_QUOTED PASSAGE_
<<<<
Krakauer's often detached reporting style makes Missoula an excruciating experience (a warning is necessary), rarely giving the reader a break from the horrifying reality of the epidemic at hand. Young men use drugs and alcohol to facilitate rape. The word "no" is ignored, the concept of consent is misunderstood or not understood at all and there's a pervasive tone of male sexual entitlement. Victims, their families and friends, and even sympathetic reporters, are disbelieved and intimidated by their community. At one point during Donaldson's sentencing hearing, Huguet watches as her former high school's sexual-education teacher refuses to say Donaldson should be punished – even after he has confessed to the crime – because he's been "trustworthy" and "respectful." In another passage, Krakauer transcribes a horrifying interview with "Frank," a frat brother and rapist: "I just kept leaning on her, pulling off her clothes, and at some point she stopped squirming. I don't know, maybe she passed out."

"We're disinclined to believe that someone who is an attentive student or a congenial athlete could also be a serial rapist," writes Krakauer. "But Frank and his ilk are sexual predators who do incalculable harm to their victims, and it's crucial for police officers, prosecutors and campus administrators to regard them as such."

Huguet's decision to report her assault was not driven by a desire for retribution, but a fear that Donaldson might rape someone else. Even with the knowledge that "Grizz Nation" will seek to destroy their reputations, the women stand up for themselves and support each other, with no real solace gained from a flawed, hostile process. So many survivors will see themselves in their self-doubt and anxiety, in their suffering and their strength.

Missoula is a myth-shattering documentation of how the system so often misunderstands, fails, betrays and re-traumatizes the survivors it endeavours to serve. It underscores the free passes and leniency afforded to promising young athletes, and the judgment and shame heaped upon their victims. Though it shouldn't take the words of a male observer to finally enlighten us on the topic of campus rape culture, the hope is that by laying out the harsh reality of the reporting process, this book can spur change on campuses far beyond Missoula's.

While it is never the obligation of a victim to report her assault, it is our collective obligation to make that process as safe and comfortable as possible. Krakauer's efforts, and more importantly the efforts of women like Huguet, bring us a little closer to making the choice to come forward possible – a choice so few of us ever felt like we had.
>>>>
(A run of entries)
<<<<
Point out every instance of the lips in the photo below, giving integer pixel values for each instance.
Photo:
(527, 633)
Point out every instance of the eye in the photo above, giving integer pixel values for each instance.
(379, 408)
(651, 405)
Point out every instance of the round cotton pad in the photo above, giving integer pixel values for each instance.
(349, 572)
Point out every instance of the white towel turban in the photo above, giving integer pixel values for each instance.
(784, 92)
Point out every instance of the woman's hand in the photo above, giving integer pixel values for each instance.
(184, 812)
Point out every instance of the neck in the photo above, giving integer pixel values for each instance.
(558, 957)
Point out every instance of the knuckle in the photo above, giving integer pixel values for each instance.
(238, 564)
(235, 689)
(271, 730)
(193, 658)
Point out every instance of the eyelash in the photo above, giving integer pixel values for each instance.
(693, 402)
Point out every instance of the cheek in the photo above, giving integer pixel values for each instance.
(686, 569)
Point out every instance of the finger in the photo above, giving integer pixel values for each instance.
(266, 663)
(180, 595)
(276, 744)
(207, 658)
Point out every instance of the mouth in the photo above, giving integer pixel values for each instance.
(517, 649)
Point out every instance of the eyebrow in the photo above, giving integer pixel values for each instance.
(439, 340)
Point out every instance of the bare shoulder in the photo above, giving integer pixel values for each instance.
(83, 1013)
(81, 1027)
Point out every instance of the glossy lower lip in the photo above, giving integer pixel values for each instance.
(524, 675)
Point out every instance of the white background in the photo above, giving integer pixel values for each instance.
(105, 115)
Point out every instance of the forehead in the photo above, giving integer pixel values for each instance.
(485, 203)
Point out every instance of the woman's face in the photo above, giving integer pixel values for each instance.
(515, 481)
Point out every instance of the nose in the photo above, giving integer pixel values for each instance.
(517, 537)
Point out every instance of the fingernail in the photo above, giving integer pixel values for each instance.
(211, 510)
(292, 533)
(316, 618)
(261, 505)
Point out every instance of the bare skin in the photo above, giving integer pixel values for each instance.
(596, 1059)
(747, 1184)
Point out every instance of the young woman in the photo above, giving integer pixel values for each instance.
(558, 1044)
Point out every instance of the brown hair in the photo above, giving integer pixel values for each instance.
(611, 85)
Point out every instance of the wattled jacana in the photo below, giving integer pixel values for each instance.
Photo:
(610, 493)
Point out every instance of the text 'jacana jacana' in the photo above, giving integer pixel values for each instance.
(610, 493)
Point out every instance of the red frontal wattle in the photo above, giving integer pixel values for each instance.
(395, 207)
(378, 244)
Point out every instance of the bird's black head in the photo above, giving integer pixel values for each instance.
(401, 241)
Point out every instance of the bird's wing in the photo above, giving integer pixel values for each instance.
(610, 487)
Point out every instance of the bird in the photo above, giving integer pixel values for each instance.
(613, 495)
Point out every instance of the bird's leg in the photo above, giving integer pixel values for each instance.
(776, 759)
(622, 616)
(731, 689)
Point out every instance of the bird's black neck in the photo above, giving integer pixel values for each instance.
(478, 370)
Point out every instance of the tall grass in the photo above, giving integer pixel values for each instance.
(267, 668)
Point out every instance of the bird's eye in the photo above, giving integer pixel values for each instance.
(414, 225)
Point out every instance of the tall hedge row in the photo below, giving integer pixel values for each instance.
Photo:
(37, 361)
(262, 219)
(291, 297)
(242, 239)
>>>>
_EXERCISE OBJECTIVE_
Repeat the passage of the Missoula review starting at "Huguet's decision to" and ending at "and their strength.".

_RESULT OF THIS TASK_
Huguet's decision to report her assault was not driven by a desire for retribution, but a fear that Donaldson might rape someone else. Even with the knowledge that "Grizz Nation" will seek to destroy their reputations, the women stand up for themselves and support each other, with no real solace gained from a flawed, hostile process. So many survivors will see themselves in their self-doubt and anxiety, in their suffering and their strength.